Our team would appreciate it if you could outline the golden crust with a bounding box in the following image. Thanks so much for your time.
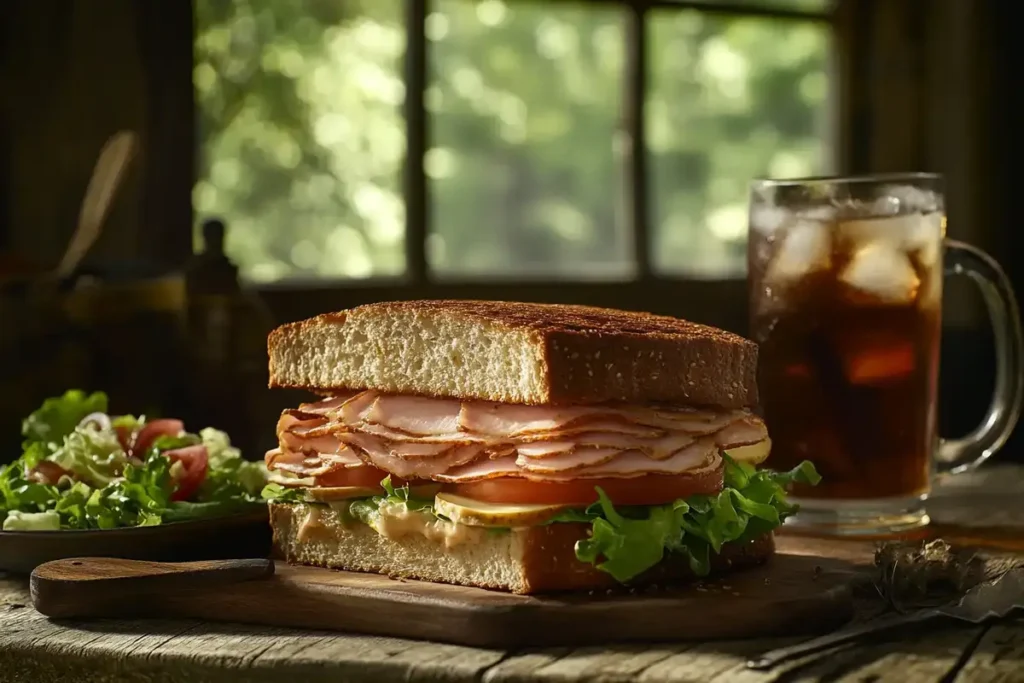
[270,503,775,595]
[267,300,758,409]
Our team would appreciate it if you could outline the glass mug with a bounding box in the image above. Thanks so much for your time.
[748,174,1024,536]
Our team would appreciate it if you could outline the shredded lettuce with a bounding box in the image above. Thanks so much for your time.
[0,390,267,530]
[47,424,128,486]
[348,475,441,525]
[3,510,60,531]
[260,481,305,503]
[22,389,106,451]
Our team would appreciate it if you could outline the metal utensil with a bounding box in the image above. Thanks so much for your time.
[53,130,136,282]
[746,568,1024,671]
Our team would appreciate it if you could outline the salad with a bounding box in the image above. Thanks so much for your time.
[0,389,267,531]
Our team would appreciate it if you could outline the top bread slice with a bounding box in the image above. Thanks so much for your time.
[267,301,758,409]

# # # # #

▶ **Exercise prompt**
Copy, word for word, the stretch of the records from the line containing "Our team would appreciate it if you could outline the metal" through the end of the records.

▶ **Complete answer**
Our team would appreciate it if you could outline the metal utensil with a bounding box in the image above. Thanks so much for your time.
[53,130,136,282]
[746,568,1024,671]
Our team would appreciate it if you could outline the salad with a bounding box in the image above. Thanks so much for your time.
[0,389,267,531]
Our team would appreciate it if you could outline the top bread slice with a bounding box in the image above. Thanks so much for your time.
[267,301,758,409]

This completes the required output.